AIM OF THE TASK -
Reproduce the lines from the one containing "The user is looking at the blue bmw" to the one containing "[0,208,203,239]", with both of those lines included.
— BEGIN —
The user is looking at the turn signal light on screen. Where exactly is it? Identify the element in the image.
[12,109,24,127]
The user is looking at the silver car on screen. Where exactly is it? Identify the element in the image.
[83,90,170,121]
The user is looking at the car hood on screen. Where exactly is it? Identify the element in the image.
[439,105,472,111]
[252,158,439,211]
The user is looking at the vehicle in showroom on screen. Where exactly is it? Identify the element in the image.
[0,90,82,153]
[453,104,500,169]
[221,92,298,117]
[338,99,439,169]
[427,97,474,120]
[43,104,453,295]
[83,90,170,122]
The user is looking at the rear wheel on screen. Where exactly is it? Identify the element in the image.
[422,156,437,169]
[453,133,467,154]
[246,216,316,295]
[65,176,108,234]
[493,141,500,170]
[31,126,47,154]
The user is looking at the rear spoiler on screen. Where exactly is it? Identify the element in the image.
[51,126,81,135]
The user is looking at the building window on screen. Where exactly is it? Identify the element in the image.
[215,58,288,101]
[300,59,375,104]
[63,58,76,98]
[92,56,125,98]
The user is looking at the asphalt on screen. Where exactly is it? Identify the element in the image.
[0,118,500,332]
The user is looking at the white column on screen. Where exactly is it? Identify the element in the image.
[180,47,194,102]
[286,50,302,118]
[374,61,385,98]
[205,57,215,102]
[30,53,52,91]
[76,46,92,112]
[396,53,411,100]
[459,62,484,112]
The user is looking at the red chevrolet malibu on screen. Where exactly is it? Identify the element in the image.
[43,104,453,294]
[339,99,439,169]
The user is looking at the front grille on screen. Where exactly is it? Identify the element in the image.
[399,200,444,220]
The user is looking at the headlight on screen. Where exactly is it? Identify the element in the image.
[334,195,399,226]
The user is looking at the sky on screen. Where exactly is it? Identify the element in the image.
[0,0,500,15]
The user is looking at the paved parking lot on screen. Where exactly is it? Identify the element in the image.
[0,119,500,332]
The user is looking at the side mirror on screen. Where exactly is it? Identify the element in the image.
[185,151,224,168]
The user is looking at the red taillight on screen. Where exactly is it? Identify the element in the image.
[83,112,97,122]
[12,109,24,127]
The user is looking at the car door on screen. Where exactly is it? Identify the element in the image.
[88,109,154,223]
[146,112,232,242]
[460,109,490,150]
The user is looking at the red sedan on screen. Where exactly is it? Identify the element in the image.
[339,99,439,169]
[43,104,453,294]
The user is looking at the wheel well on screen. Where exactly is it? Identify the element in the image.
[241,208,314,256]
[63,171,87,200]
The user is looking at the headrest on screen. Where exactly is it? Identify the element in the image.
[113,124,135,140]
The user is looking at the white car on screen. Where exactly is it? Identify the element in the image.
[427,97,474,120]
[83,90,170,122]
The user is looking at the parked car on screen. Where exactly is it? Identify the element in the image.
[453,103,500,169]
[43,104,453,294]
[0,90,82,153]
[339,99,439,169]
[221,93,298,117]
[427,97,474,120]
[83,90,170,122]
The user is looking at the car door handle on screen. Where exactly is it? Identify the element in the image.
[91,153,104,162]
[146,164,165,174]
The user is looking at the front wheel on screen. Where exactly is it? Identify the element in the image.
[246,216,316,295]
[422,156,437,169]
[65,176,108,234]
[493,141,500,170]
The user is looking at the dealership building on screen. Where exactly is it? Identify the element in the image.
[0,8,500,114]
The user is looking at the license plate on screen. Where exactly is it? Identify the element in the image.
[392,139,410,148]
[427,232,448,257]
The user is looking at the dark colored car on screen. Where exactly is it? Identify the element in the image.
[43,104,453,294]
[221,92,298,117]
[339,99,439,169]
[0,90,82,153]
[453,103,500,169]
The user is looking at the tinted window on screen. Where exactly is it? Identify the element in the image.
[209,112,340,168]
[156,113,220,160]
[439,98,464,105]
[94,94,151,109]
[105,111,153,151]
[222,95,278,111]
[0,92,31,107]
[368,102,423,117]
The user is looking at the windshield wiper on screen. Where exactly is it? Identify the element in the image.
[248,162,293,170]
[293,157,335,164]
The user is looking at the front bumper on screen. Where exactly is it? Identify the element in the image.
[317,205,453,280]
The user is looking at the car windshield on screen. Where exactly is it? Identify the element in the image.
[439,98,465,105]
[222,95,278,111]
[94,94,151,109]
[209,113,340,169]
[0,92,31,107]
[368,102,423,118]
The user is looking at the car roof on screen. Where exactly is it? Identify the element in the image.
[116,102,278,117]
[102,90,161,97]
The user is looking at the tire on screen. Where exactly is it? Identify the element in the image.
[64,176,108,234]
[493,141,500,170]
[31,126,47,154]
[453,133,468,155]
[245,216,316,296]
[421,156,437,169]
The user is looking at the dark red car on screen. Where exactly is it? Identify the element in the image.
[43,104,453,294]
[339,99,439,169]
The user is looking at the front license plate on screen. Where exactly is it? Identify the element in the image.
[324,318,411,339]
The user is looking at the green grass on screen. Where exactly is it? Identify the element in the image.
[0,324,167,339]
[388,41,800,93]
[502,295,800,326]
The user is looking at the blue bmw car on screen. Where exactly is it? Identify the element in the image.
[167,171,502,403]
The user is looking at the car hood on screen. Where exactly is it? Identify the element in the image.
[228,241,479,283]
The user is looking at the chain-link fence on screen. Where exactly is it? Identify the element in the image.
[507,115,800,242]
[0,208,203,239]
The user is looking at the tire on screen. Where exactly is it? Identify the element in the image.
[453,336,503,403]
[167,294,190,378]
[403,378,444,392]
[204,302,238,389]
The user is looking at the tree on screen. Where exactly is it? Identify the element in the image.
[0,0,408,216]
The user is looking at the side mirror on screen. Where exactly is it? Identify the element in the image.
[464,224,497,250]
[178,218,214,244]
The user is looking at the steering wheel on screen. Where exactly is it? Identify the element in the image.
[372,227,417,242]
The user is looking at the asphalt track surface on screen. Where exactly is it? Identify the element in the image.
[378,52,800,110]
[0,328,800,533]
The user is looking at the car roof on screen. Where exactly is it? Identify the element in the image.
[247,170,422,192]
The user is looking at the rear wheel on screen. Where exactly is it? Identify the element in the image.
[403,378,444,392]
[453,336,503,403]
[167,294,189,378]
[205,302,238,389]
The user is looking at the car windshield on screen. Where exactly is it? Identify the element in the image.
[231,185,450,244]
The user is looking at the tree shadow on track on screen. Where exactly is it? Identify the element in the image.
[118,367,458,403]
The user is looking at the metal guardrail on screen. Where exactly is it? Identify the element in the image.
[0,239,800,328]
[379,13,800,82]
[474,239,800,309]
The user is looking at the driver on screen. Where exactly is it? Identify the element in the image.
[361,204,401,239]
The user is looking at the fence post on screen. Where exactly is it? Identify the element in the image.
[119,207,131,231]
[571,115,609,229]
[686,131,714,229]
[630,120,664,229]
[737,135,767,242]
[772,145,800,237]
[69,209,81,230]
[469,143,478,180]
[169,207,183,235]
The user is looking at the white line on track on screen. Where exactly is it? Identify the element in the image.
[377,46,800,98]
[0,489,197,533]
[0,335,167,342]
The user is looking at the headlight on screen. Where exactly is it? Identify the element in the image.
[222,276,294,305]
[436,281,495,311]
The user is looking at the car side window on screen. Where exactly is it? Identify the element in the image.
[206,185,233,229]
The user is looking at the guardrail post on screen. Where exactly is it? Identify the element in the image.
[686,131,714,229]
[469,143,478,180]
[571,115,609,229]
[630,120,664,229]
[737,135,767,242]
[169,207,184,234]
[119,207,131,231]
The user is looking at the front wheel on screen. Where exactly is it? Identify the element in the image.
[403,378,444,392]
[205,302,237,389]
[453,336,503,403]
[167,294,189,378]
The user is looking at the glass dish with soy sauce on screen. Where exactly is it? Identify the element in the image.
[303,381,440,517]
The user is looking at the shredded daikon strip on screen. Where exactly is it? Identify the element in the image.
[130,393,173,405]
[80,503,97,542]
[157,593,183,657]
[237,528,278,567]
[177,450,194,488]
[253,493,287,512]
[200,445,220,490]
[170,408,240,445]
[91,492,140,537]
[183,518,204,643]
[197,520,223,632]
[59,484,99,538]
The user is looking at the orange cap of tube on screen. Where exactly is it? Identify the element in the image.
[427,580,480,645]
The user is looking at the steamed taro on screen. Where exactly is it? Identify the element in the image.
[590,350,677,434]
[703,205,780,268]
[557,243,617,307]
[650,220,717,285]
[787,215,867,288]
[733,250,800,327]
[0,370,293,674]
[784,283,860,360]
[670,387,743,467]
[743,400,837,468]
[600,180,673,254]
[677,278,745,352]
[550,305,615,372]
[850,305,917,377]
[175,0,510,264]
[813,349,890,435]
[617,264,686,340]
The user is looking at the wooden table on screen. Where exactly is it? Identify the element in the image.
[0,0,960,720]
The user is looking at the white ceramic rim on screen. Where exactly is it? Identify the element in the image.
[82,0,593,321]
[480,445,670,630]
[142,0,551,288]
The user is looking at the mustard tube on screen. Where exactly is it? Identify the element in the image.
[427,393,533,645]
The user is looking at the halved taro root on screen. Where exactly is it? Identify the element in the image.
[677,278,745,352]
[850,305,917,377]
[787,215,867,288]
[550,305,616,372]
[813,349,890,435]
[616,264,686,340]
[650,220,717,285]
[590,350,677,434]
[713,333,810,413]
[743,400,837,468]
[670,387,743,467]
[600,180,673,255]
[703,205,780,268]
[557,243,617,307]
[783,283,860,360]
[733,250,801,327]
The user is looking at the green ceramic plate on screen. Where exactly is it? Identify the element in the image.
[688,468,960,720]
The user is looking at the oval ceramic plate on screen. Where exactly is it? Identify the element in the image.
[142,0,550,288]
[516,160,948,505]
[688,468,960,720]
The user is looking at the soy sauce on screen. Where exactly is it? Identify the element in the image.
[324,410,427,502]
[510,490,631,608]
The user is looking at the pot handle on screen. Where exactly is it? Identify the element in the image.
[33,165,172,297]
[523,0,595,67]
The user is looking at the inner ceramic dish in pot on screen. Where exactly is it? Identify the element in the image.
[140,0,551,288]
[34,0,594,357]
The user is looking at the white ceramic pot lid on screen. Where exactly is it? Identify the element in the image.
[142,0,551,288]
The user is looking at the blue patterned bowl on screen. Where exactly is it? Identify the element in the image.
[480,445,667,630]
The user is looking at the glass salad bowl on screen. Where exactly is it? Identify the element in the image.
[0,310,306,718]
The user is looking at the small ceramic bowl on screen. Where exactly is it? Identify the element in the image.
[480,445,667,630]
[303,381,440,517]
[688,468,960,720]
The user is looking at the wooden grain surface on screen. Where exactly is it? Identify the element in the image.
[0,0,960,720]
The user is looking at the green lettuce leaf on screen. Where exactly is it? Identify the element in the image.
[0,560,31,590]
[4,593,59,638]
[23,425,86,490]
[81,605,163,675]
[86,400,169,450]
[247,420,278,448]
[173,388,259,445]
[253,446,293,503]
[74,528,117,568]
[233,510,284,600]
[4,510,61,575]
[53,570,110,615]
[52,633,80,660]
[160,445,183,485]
— END —
EXERCISE RESPONSE -
The user is looking at the blue bmw car on screen. Where exactly is it? Identify the element in the image.
[167,171,502,403]
The user is looking at the car hood on screen. Where exactly is it? Identify the element in the image.
[228,241,479,283]
The user is looking at the chain-link fence on screen. Where exactly is it? Identify the element in the image.
[507,115,800,242]
[0,208,203,239]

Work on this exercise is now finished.